#### Exercise requirements
A: In the article on quarterback draft prospects, copy the passage starting at "While the Chicago" and ending at "one individual prospect." word for word.
B: Summarize the article on quarterback draft prospects in two sentences.

#### Source extract
## BEGIN
While the Chicago Bears’ Week 12 victory over the New York Giants may have quelled some immediate panic in the Windy City, concerns remain over the future of quarterback Mitch Trubisky.To that end, we at PFW are going to start diving deeper into the options outside of the Bears’ roster to address the quarterback room. In this piece we will recap some of what we saw from the potential draft prospects this past week on the collegiate gridiron, as well as taking a deeper dive into one individual prospect. 
Joe Burrow 
Burrow continued his impressive senior campaign in LSU’s victory over Arkansas, completing 23 of 28 passes for 327 yards and a trio of touchdowns. Part of what led to his rise up draft boards – even well before the injury to Tua Tagovailoa – was on display Saturday night. Burrow’s third touchdown pass of the evening, a 50-yard scoring strike to Ja’Marr Chase, came on a vertical throw when the QB was facing some interior pressure and a hand in his face. Burrow’s demeanor in the pocket and competitive toughness have been hallmarks of his 2019 season, and will make him a draft favorite come springtime. 
Justin Herbert

Herbert’s up and down season continued on Saturday night, as the Oregon Ducks suffered a stunning upset in Tempe. His performance against the Arizona Sun Devils was emblematic of his senior year. He completed 20 of 36 passes for 304 yards and a pair of touchdown, but also threw two critical interceptions in the fourth quarter that gave Arizona State the chance to pull the upset. 
The first came on a sprint-out concept when Herbert was much too slow to throw a comeback route and the pass was left too far inside, giving the defender a chance to make a play on the football. The second came when Herbert struggled to handle a low snap and then threw to his first read who was blanketed in coverage. 
Herbert still has some raw traits and promise that scouts will love, but his shaky performance against ASU as well as an early season loss against Auburn will have some doubting his potential. 

Jalen Hurts
Oklahoma kept their playoff hopes alive on Saturday night with a 28-24 victory over TCU in Norman. In the win, Hurts competed 11 of 21 passes for 145 yards and two touchdowns, to go with an interception. The quarterback’s biggest contributions came on the ground, where he was the Sooners’ leading rusher with 28 carries for 173 yards and two more scores. 
He will be a tough evaluation from a projection and scheme-fit viewpoint. There is certainly a path where he could be a dangerous NFL quarterback, but finding a team willing to construct an offense around his style of play might be a difficult proposition. We do know that Hurts will be a darling of the evaluation process from a meeting standpoint. Every report out of Tuscaloosa and now Norman is that Hurts is an impressive young man and a true leader in the locker room and on the field. For the quarterback position, that matters a great deal.
## END
#### Records supplied
## BEGIN
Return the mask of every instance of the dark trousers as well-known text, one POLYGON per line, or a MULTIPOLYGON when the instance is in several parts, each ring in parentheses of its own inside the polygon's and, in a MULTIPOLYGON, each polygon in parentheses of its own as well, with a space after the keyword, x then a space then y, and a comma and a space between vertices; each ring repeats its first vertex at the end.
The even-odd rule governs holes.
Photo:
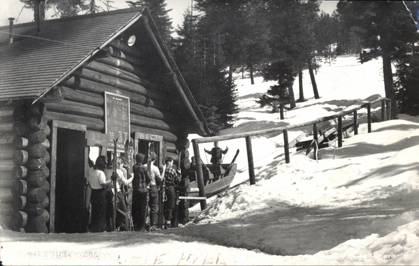
MULTIPOLYGON (((128 230, 128 216, 127 216, 127 209, 126 204, 125 203, 125 199, 122 193, 118 192, 117 193, 117 228, 124 227, 125 230, 128 230)), ((106 210, 106 216, 108 219, 108 229, 112 228, 112 224, 113 221, 113 200, 110 200, 108 202, 108 208, 106 210)), ((115 228, 116 229, 116 228, 115 228)))
POLYGON ((185 224, 189 221, 189 200, 180 200, 179 201, 179 222, 185 224))
POLYGON ((164 202, 164 219, 166 223, 172 219, 172 212, 175 207, 175 191, 173 186, 168 186, 166 188, 166 195, 167 200, 164 202))
POLYGON ((133 193, 132 216, 135 229, 141 230, 145 227, 147 193, 133 193))
POLYGON ((156 185, 150 185, 149 189, 149 207, 150 209, 150 227, 152 227, 157 224, 159 192, 156 185))
POLYGON ((92 189, 90 194, 91 217, 90 232, 103 232, 106 229, 106 190, 92 189))

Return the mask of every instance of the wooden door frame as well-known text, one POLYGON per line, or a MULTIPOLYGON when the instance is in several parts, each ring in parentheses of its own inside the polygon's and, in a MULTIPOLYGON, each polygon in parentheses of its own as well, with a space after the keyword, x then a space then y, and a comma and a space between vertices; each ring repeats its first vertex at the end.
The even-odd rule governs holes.
POLYGON ((135 154, 138 153, 138 140, 148 140, 159 142, 159 166, 163 165, 163 136, 159 135, 146 134, 140 132, 134 133, 134 151, 135 154))
MULTIPOLYGON (((84 132, 87 126, 84 124, 66 122, 60 120, 52 120, 52 137, 51 141, 51 189, 50 191, 50 232, 55 232, 55 186, 57 185, 57 140, 58 128, 71 129, 84 132)), ((84 146, 86 145, 84 135, 84 146)), ((89 154, 84 149, 84 163, 89 159, 89 154), (87 157, 86 157, 87 156, 87 157)), ((85 172, 85 169, 84 169, 85 172)), ((85 174, 85 173, 84 173, 85 174)))

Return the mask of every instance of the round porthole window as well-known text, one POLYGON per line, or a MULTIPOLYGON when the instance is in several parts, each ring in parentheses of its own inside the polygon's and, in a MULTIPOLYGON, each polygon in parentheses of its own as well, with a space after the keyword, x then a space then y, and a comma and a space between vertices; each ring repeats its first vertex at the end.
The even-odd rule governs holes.
POLYGON ((136 38, 134 35, 129 37, 129 38, 128 39, 128 45, 133 46, 134 43, 135 43, 135 39, 136 38))

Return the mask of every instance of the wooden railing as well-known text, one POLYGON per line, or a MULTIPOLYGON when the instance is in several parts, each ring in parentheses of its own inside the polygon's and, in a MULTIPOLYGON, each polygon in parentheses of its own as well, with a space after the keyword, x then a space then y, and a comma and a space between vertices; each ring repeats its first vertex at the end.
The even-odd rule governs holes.
MULTIPOLYGON (((338 147, 342 147, 342 134, 343 134, 343 124, 342 124, 342 117, 345 115, 348 115, 350 114, 353 114, 353 129, 354 134, 358 134, 358 113, 357 111, 360 109, 367 108, 367 122, 368 122, 368 133, 371 132, 371 105, 381 102, 381 121, 385 120, 385 116, 387 117, 387 119, 390 119, 390 111, 391 110, 391 101, 388 99, 387 98, 380 98, 376 100, 374 100, 371 102, 360 102, 362 103, 361 105, 357 106, 352 106, 349 108, 346 108, 344 110, 340 111, 337 114, 329 116, 329 117, 323 117, 317 119, 309 121, 304 123, 289 125, 286 126, 280 126, 278 128, 265 129, 261 131, 256 131, 241 133, 235 133, 235 134, 229 134, 229 135, 217 135, 214 137, 206 137, 206 138, 195 138, 192 140, 192 145, 193 147, 193 154, 195 156, 195 161, 196 163, 196 172, 197 172, 197 183, 198 187, 199 189, 199 196, 200 197, 205 197, 205 191, 204 188, 204 178, 203 173, 202 170, 202 163, 201 158, 199 153, 199 144, 200 143, 207 143, 212 142, 214 141, 222 141, 222 140, 234 140, 237 138, 244 138, 246 140, 246 147, 247 151, 247 162, 249 164, 249 179, 251 185, 254 185, 256 184, 256 178, 255 178, 255 170, 254 170, 254 165, 253 165, 253 152, 251 148, 251 137, 266 135, 272 133, 282 133, 284 134, 284 149, 285 154, 285 163, 290 163, 290 147, 289 147, 289 141, 288 137, 288 131, 290 129, 300 128, 302 126, 313 126, 313 136, 314 140, 318 139, 317 135, 317 124, 321 122, 335 119, 337 118, 337 142, 338 147)), ((207 208, 207 201, 206 200, 200 200, 200 207, 201 209, 205 209, 207 208)))

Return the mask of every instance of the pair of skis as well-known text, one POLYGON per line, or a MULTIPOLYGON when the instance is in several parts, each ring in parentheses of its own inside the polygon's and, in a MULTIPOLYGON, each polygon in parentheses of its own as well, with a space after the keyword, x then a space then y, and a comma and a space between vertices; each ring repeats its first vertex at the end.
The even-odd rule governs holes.
MULTIPOLYGON (((117 144, 118 140, 119 138, 117 138, 116 140, 114 140, 114 162, 113 162, 113 172, 117 173, 117 144)), ((125 142, 125 159, 126 162, 128 163, 128 169, 127 171, 127 177, 131 177, 131 174, 132 173, 132 167, 133 167, 133 143, 131 140, 126 140, 125 142)), ((129 178, 128 178, 129 179, 129 178)), ((113 221, 112 221, 112 229, 115 231, 117 229, 117 179, 113 181, 113 186, 114 186, 114 204, 113 204, 113 221)), ((127 191, 128 193, 128 191, 127 191)), ((128 203, 128 200, 126 202, 128 203)), ((128 207, 128 206, 127 206, 128 207)), ((131 214, 131 208, 128 207, 128 228, 126 228, 128 230, 131 230, 132 226, 132 217, 131 214)))

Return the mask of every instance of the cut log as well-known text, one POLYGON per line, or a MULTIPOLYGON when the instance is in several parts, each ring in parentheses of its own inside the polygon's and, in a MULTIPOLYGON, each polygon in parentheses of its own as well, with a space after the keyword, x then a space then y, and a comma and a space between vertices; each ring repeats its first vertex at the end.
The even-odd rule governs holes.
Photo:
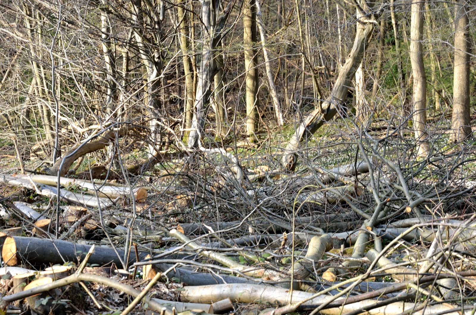
POLYGON ((50 219, 41 219, 35 222, 33 235, 44 236, 47 235, 48 233, 54 233, 54 226, 50 225, 50 223, 51 220, 50 219))
MULTIPOLYGON (((60 240, 8 236, 3 244, 1 254, 3 261, 9 266, 22 264, 44 266, 62 265, 66 262, 77 264, 78 257, 80 260, 84 258, 90 247, 89 245, 60 240), (62 256, 65 261, 63 260, 62 256)), ((124 251, 118 249, 117 252, 120 257, 124 257, 124 251)), ((147 255, 146 253, 139 252, 139 259, 143 259, 147 255)), ((135 257, 130 257, 129 262, 131 263, 135 261, 135 257)), ((110 265, 111 263, 118 266, 122 266, 114 249, 105 246, 96 246, 94 253, 88 262, 100 266, 110 265)))
MULTIPOLYGON (((40 183, 45 185, 53 186, 58 185, 58 177, 56 176, 17 175, 15 177, 25 179, 31 178, 31 180, 35 183, 40 183)), ((78 190, 92 195, 95 195, 95 192, 97 191, 99 196, 109 197, 111 199, 130 196, 130 189, 128 187, 111 186, 108 185, 103 186, 101 184, 93 184, 82 179, 61 177, 60 177, 60 185, 64 187, 74 187, 78 190)), ((147 190, 142 187, 133 188, 132 192, 136 200, 139 202, 147 197, 147 190)))
MULTIPOLYGON (((49 186, 43 184, 33 184, 25 178, 20 178, 14 176, 0 174, 0 182, 4 183, 9 186, 20 186, 35 190, 39 195, 46 196, 56 200, 58 190, 56 187, 49 186)), ((114 204, 114 201, 109 198, 96 197, 90 195, 73 193, 65 189, 60 190, 60 197, 61 200, 82 205, 86 207, 104 208, 114 204)))
POLYGON ((48 173, 51 175, 58 174, 60 171, 60 175, 64 176, 66 174, 69 168, 77 159, 87 153, 100 150, 109 145, 111 141, 113 141, 116 139, 116 137, 123 137, 131 132, 134 129, 134 128, 129 126, 124 126, 120 128, 111 128, 109 130, 102 130, 100 131, 101 133, 90 137, 88 140, 89 141, 93 138, 99 139, 96 141, 89 141, 85 143, 78 144, 69 149, 64 154, 64 158, 58 160, 55 165, 50 169, 48 173), (106 132, 104 132, 106 131, 106 132), (61 166, 63 161, 62 167, 60 170, 60 167, 61 166))
MULTIPOLYGON (((26 269, 29 270, 29 269, 26 269)), ((21 292, 25 286, 36 277, 36 274, 34 270, 31 272, 16 275, 13 276, 13 293, 21 292)))
POLYGON ((53 280, 58 280, 65 277, 67 277, 71 274, 73 270, 71 266, 64 266, 57 265, 45 268, 45 270, 40 273, 40 276, 48 277, 53 280))
POLYGON ((89 219, 86 221, 81 229, 81 236, 84 239, 99 241, 106 237, 106 234, 98 222, 89 219))
POLYGON ((338 112, 342 113, 347 98, 348 87, 352 86, 356 71, 360 64, 374 27, 372 23, 357 23, 357 29, 352 50, 346 63, 339 72, 336 83, 327 100, 319 108, 314 109, 306 117, 291 137, 281 159, 281 166, 294 171, 298 162, 297 152, 324 123, 332 118, 338 112))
## END
#### Solved problems
A:
While the Chicago Bears’ Week 12 victory over the New York Giants may have quelled some immediate panic in the Windy City, concerns remain over the future of quarterback Mitch Trubisky.To that end, we at PFW are going to start diving deeper into the options outside of the Bears’ roster to address the quarterback room. In this piece we will recap some of what we saw from the potential draft prospects this past week on the collegiate gridiron, as well as taking a deeper dive into one individual prospect.

B: With concerns still hanging over Mitch Trubisky's future in Chicago, the piece reviews how several college quarterbacks who could be draft options for the Bears played this past week. Joe Burrow threw for 327 yards and three touchdowns in LSU's win over Arkansas, Justin Herbert threw two critical fourth-quarter interceptions as Oregon was upset by Arizona State, and Jalen Hurts helped Oklahoma beat TCU mostly with his running.